[Dataset extract]:

********

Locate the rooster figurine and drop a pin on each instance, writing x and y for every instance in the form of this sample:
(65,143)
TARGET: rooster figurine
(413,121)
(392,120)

********

Convert the items above into a Markdown table with two columns, Row and Item line. Number each line in order and leave out blank lines.

| Row | Item line |
|---|---|
| 1 | Locate the rooster figurine and drop a pin on each instance, writing x and y for every instance in the form of this sample: |
| 2 | (65,143) |
| 3 | TARGET: rooster figurine |
| 4 | (413,121) |
| 5 | (392,120) |